WORK TO DO
[a] Reproduce everything in the letters about Abby Bishop from "My mother had" down to "getting the support.".
[b] In the letters about Abby Bishop, what must she pay for if she wishes to be in the team?
[c] Summarize the letters about Abby Bishop in two sentences.

EXTRACT TO READ
If we all all took the ''this is her lot now - get on with it'' approach, then people like Karen would not have been allowed to work when she was pregnant, let alone have paid maternity leave or indeed returned to work subsequently.

My mother had to resign from her job (in the public service) when she married. No such thing as maternity leave. Just because parenthood is tough it doesn't mean we need to keep it that way. I marvel that we now have a range of support mechanisms so women can continue to work if they wish. Except for elite female basketball players.

Australians also want the best team they have on the court for the world championships. Abby is part of that, but conditions have been placed on her: she must fund the childcare arrangements and a seat on the plane for baby Zala if she wishes to be in the team. Or presumably leave her home alone.

She can apply for Direct Athlete Support; however the guidelines on that fund do not cover circumstances such as this. And she might not be successful in getting the support.

Abby Bishop's circumstances are unique. Chuck Harmison's enthusiasm to keep the sanctity of high performance around the Australian Opals is offensive to a young woman who has actually done one of the bravest things - stepped up and taken responsibility for a family member's baby.

Basketball Australia and Chuck need to take a long hard look at themselves. This is 2014, not 1914. Abby's circumstances are a one off and her family circumstances should be supported and paid so that Australia also has the best chance of winning this championship.

I wish I had the money to fund this important event in Abby's, Zala's and Australia's development.

Anne Cahill Lambert, Lyneham

I disagree that any parent should have to accept being sidelined by caring responsibilities (''Welcome to parenthood, Abby Bishop'', canberratimes.com.au, April 9). It is to everyone's benefit that the best person for the job is able to progress. Abby Bishop asked Basketball Australia for the same thing as all working parents deserve. She asked for sufficient remuneration for childcare while she worked. Some people, women in particular, face discrimination in their work because of their parenting responsibilities.

INFORMATION PROVIDED

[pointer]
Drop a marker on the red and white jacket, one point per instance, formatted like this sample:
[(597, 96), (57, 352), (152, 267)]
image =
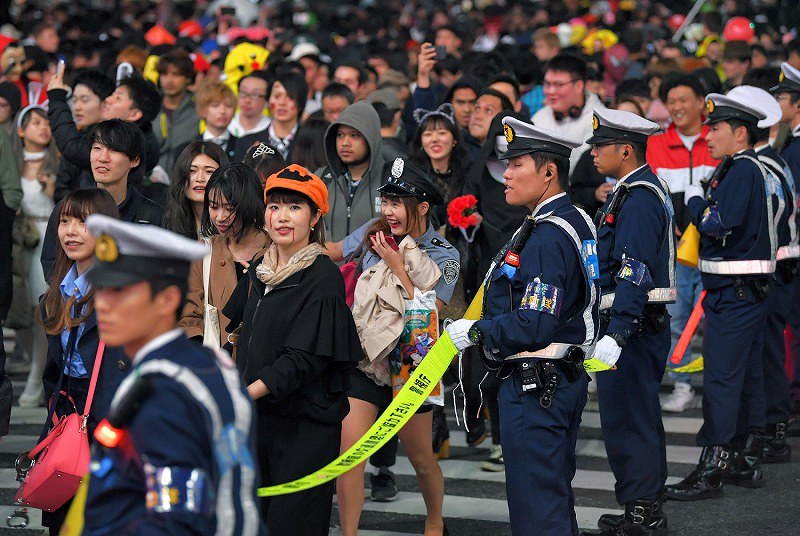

COMPLETE ANSWERS
[a]
My mother had to resign from her job (in the public service) when she married. No such thing as maternity leave. Just because parenthood is tough it doesn't mean we need to keep it that way. I marvel that we now have a range of support mechanisms so women can continue to work if they wish. Except for elite female basketball players.

Australians also want the best team they have on the court for the world championships. Abby is part of that, but conditions have been placed on her: she must fund the childcare arrangements and a seat on the plane for baby Zala if she wishes to be in the team. Or presumably leave her home alone.

She can apply for Direct Athlete Support; however the guidelines on that fund do not cover circumstances such as this. And she might not be successful in getting the support.

[b] She must fund the childcare arrangements and a seat on the plane for baby Zala.

[c] The writers object that Abby Bishop, who took responsibility for a family member's baby, Zala, has been told she must fund childcare and a plane seat for the baby if she wishes to play for Australia at the world championships. They say Basketball Australia and Chuck Harmison should take a hard look at themselves, since she asked only for enough pay for childcare while she worked, as all working parents deserve.